What you should do:
Omit each picture as you copy the entries exactly.

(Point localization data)
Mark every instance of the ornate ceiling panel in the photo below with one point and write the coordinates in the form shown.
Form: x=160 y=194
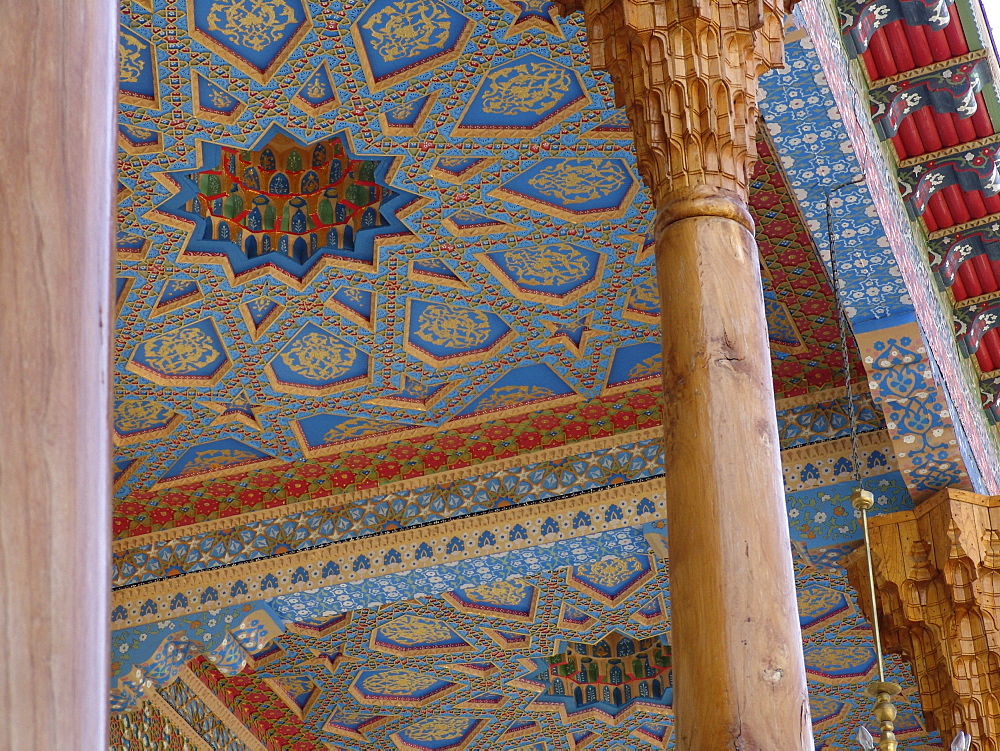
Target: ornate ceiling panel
x=347 y=260
x=565 y=659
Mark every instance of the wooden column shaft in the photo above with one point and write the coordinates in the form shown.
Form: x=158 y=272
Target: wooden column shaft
x=56 y=194
x=738 y=670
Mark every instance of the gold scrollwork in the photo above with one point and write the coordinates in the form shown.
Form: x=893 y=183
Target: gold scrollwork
x=579 y=180
x=220 y=99
x=647 y=368
x=318 y=357
x=831 y=657
x=448 y=326
x=406 y=28
x=254 y=24
x=645 y=296
x=557 y=263
x=530 y=87
x=316 y=89
x=296 y=685
x=130 y=59
x=131 y=416
x=505 y=396
x=182 y=352
x=814 y=602
x=610 y=573
x=217 y=459
x=399 y=682
x=823 y=706
x=411 y=630
x=438 y=728
x=355 y=427
x=498 y=593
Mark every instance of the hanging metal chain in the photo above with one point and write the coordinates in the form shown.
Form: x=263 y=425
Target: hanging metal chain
x=842 y=323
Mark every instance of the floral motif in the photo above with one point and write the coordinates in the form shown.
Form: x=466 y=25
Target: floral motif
x=438 y=728
x=130 y=60
x=579 y=180
x=181 y=352
x=498 y=593
x=449 y=326
x=404 y=29
x=318 y=357
x=530 y=87
x=557 y=263
x=411 y=630
x=254 y=24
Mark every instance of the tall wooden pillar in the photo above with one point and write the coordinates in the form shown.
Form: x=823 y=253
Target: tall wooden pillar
x=686 y=72
x=57 y=58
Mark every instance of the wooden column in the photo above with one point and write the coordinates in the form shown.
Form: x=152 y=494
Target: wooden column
x=937 y=579
x=57 y=58
x=686 y=72
x=739 y=676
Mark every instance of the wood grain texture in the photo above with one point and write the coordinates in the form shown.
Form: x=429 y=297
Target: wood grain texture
x=937 y=576
x=738 y=669
x=58 y=62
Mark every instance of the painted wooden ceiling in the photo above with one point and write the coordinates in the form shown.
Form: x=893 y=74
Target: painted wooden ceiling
x=377 y=244
x=332 y=243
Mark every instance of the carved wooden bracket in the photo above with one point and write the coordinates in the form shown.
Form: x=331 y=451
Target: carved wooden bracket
x=686 y=72
x=937 y=575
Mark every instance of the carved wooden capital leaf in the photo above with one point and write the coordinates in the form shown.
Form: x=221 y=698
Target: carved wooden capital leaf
x=686 y=73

Exercise answer:
Mark every instance of the ornate ceiling panel in the photo below with one point and write the coordinates in the form shown.
Form: x=160 y=194
Target: ornate ceiling panel
x=347 y=260
x=565 y=659
Mark every instance of the wooden column shaft in the photo above with one point and write the coordinates in the form shown.
Form: x=158 y=272
Target: wooden column shaft
x=56 y=194
x=738 y=670
Mark every instance of the gold scrollwork in the photo above with one point and write the coordinates in the form shown.
Form: x=893 y=183
Target: gold scrollwork
x=579 y=180
x=220 y=99
x=647 y=368
x=318 y=357
x=831 y=657
x=448 y=326
x=406 y=28
x=254 y=24
x=645 y=296
x=557 y=263
x=530 y=87
x=316 y=89
x=296 y=685
x=130 y=59
x=131 y=416
x=505 y=396
x=182 y=352
x=814 y=602
x=610 y=573
x=217 y=459
x=399 y=682
x=823 y=706
x=411 y=630
x=438 y=728
x=355 y=427
x=498 y=593
Mark every instance of the hanging metal chain in the photo above with one point and write the coordinates in the form shown.
Form: x=263 y=425
Target: hanging metal chain
x=842 y=323
Mark every instance of the floral motif in the photo above with one point and write the coordinates in the form shown.
Form: x=466 y=25
Target: floral motif
x=438 y=728
x=130 y=60
x=579 y=180
x=181 y=352
x=498 y=593
x=449 y=326
x=404 y=29
x=318 y=357
x=530 y=87
x=557 y=263
x=411 y=630
x=254 y=24
Mark every instance of the tall wooden pillar in the photo above with one point and write the coordinates in the form shown.
Form: x=823 y=253
Target: tall wooden pillar
x=686 y=72
x=57 y=58
Mark every instance of the wooden column in the photo above with one point and write the coordinates in the form shown.
Form: x=152 y=494
Target: wooden column
x=937 y=579
x=57 y=58
x=686 y=72
x=739 y=676
Mark every instance of the wood grain texture in the photo above with one point and write the coordinates in the form shown.
Form: x=429 y=297
Target: wood grain texture
x=937 y=576
x=738 y=669
x=58 y=62
Mark every instance of the painted wooden ceiling in the photo above with one point and write the coordinates in the form shown.
Form: x=893 y=74
Target: painted wooden ceiling
x=377 y=244
x=332 y=243
Mark every instance of the carved wooden bracket in the photo above with one point and write the coordinates in the form shown.
Form: x=331 y=451
Target: carved wooden bracket
x=686 y=72
x=937 y=575
Mark every instance of the carved wooden capital leaf in the photo above with one point and write the coordinates in the form shown.
Form: x=221 y=698
Target: carved wooden capital leaf
x=686 y=73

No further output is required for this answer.